■ Extracto del documento:
:::::
Cada mes de febrero, con el fin de la temporada de caza, casi cuatrocientas organizaciones de defensa de los derechos de los animales y entidades ecologistas, convocan manifestaciones para denunciar las tropelías de la caza, visibilizar esos privilegios inconcebibles de los que disfrutan y pedir su fin. No a la Caza (NAC) lleva más de diez años saliendo a las calles de Madrid, Barcelona, Pamplona, Valencia, Castellón, Cáceres, Zaragoza, Murcia, Mallorca, Las Palmas, Segovia, Valladolid, Ciudad Real, Guadalajara. Y ahora es cuando nos llaman urbanitas ignorantes, porque eso de la caza es cosa rural. Quizás deberíamos recordar aquella infame imagen de Juan Carlos de Borbón exhibiendo el cadáver de un elefante, muy rural no era. Las redes se llenan de fotos con animales abatidos y sus sonrientes capturadores. ¿Pero de qué se ríen? Los muestran como dormiditos y no, están muertos después de una persecución estresante, les han disparado y se han desangrado. También leemos noticias de accidentes de caza, algunos graves, otros con fatídicas muertes, de entre ellas de algún menor de edad, encontronazos con vecinos, agricultores, ganaderos, de personas que simplemente pasean o altercados con guardias rurales o agentes del Seprona. De las imágenes más perturbadoras que nos llegan con el final de temporada están las de los perros descartados para la caza, abandonados o cruelmente asesinados. Pues eso, que se sepa, el lobby de la caza no quiere leyes de bienestar animal. Se oponen a que los perros, a los cuales utilizan como simples herramientas, puedan tener una vida mejor y por este motivo las federaciones de caza ya están dando la tabarra para meter el miedo en el cuerpo de los legisladores con la que será la nueva ley de bienestar animal que les obligará a censarlos, a prohibir su cría indiscriminada, al sacrificio cero y a mantener en condiciones dignas.
Pues va a ser que no. Lo primero es la seguridad de las personas, el bienestar animal, la protección de la biodiversidad y el derecho de todas y todos a saber que nuestro entorno natural, tan frágil y vulnerable, está bien cuidado y aún mejor gestionado, un bien común que no puede ser la finca privada de ese 1%.
:::::
■ Enunciado 1:
Según el texto sobre la caza, ¿cuánto tiempo lleva No a la Caza (NAC) saliendo a las calles?
■ Enunciado 2:
Extrae del texto sobre la caza, sin modificarlo, el fragmento que va de "Pues va a ser" a "privada de ese 1%.".
Los registros constituyen un material aparte, independiente del texto.

■ Material de estudio:
:::::
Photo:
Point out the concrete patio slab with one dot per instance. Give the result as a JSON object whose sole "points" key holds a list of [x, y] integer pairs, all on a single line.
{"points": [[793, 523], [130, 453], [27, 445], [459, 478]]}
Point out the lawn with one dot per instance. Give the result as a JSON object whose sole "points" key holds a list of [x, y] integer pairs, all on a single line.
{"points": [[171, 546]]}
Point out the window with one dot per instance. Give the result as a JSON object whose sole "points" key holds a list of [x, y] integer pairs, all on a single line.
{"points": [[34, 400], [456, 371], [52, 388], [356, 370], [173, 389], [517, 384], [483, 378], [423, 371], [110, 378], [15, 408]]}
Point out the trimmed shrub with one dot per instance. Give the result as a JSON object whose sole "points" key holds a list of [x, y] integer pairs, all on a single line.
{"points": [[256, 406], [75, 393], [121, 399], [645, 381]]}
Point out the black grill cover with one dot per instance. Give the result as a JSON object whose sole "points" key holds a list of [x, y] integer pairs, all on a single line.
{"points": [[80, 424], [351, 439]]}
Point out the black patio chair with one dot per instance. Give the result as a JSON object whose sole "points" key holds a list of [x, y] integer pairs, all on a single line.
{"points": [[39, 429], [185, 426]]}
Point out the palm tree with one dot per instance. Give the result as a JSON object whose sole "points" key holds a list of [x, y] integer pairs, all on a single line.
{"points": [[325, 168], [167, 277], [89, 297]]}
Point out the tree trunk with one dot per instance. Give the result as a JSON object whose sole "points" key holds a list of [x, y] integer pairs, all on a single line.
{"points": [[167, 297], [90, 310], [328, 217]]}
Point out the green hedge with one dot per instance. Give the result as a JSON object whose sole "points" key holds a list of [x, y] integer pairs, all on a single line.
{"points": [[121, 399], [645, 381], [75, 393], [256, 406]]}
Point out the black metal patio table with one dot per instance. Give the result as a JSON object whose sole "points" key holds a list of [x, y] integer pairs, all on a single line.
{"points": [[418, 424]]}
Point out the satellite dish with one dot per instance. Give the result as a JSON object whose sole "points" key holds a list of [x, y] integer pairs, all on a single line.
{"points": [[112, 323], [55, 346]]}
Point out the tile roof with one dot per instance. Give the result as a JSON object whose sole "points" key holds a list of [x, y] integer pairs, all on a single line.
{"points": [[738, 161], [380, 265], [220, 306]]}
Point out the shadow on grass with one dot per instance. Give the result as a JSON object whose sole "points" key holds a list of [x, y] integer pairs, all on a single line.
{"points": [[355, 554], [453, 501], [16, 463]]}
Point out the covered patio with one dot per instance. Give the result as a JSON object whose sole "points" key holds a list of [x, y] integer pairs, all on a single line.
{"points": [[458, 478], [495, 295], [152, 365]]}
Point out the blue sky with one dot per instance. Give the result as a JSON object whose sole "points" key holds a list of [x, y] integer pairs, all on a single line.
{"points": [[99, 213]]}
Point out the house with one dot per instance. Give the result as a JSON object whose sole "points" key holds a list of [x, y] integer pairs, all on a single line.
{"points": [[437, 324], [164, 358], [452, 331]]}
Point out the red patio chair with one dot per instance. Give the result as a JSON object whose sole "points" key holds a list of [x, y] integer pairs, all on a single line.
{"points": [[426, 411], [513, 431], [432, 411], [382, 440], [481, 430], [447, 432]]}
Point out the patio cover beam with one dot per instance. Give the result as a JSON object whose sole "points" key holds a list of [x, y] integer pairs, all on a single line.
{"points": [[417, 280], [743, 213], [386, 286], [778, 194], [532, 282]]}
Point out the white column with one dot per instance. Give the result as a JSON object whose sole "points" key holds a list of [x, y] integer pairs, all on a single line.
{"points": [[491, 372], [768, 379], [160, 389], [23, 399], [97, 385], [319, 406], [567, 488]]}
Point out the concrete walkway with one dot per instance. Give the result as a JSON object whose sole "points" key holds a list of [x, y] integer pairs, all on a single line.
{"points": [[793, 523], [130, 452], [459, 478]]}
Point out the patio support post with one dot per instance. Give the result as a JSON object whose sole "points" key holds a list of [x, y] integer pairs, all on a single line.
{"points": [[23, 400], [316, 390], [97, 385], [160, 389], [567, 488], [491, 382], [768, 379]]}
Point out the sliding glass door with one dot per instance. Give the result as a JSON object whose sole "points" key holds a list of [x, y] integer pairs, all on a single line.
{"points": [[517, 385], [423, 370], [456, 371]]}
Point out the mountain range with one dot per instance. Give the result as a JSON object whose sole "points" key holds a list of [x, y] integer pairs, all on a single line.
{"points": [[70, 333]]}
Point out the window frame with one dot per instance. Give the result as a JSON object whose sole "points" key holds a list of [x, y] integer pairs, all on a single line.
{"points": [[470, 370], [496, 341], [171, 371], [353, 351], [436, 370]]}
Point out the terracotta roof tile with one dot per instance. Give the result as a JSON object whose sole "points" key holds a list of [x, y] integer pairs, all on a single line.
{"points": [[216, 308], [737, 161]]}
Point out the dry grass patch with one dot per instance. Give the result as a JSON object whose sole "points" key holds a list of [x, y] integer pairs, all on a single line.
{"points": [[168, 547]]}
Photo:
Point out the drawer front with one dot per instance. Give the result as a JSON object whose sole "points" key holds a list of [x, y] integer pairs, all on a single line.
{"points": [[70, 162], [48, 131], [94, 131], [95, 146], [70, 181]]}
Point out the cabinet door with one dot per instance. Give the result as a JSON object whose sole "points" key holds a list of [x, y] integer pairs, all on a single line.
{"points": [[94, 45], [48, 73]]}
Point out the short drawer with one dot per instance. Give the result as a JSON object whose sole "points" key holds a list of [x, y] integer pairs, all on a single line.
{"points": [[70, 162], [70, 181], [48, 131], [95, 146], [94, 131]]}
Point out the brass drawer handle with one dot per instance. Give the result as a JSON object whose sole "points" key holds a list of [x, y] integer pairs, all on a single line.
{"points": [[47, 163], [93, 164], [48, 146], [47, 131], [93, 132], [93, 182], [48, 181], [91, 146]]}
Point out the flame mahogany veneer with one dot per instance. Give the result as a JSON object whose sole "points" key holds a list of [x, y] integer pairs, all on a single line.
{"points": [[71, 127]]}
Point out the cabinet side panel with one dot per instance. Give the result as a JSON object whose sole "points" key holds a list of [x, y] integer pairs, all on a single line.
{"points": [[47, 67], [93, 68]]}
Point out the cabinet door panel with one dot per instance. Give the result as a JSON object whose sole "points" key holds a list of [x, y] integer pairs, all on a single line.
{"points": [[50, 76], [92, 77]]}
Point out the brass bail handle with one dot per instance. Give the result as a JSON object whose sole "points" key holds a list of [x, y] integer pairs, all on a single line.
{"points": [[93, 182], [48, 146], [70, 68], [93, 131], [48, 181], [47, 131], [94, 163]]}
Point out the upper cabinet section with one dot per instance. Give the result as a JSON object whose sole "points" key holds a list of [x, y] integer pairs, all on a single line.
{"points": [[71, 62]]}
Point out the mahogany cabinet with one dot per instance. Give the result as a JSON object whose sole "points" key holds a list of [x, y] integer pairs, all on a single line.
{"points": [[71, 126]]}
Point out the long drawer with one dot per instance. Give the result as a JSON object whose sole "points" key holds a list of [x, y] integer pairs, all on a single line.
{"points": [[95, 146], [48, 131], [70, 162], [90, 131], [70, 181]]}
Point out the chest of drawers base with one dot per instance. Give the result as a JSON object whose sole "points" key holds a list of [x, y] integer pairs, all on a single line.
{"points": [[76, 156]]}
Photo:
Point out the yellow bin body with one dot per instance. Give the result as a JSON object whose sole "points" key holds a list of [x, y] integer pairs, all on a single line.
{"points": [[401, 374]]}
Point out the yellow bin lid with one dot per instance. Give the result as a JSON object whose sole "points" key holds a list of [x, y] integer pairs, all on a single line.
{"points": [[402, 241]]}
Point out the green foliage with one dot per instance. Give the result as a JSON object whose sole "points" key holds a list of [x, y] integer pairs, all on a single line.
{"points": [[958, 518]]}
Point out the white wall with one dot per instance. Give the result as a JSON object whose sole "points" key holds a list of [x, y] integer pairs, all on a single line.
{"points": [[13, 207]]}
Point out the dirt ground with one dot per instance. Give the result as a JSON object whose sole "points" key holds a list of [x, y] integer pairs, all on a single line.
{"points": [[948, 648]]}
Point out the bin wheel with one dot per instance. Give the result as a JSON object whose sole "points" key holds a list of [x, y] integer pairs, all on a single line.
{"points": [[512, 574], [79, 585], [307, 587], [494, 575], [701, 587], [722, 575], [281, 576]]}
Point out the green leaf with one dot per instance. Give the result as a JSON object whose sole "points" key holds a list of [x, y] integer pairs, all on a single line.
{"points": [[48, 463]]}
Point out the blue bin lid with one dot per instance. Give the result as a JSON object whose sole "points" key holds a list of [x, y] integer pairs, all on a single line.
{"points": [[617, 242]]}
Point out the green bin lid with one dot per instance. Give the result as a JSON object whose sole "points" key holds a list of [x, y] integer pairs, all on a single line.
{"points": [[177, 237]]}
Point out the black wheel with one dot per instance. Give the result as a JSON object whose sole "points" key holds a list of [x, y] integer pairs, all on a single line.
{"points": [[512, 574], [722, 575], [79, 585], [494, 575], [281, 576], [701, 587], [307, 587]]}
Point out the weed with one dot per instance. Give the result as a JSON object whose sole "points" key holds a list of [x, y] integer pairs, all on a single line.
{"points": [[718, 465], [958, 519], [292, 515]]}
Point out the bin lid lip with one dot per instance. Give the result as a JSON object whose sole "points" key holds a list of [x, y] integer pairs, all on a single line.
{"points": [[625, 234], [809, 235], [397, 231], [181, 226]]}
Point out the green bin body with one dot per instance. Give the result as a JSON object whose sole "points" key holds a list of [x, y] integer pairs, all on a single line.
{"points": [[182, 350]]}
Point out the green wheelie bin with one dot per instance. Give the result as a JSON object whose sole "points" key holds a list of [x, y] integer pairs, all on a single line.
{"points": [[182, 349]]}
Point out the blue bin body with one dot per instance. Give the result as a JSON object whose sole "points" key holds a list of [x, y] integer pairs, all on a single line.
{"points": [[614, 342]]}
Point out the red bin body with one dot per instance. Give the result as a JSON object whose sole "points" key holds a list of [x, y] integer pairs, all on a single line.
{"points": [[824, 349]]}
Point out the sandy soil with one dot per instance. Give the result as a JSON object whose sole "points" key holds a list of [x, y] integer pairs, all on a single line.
:::::
■ Respuesta final 1:
Más de diez años.

■ Respuesta final 2:
Pues va a ser que no. Lo primero es la seguridad de las personas, el bienestar animal, la protección de la biodiversidad y el derecho de todas y todos a saber que nuestro entorno natural, tan frágil y vulnerable, está bien cuidado y aún mejor gestionado, un bien común que no puede ser la finca privada de ese 1%.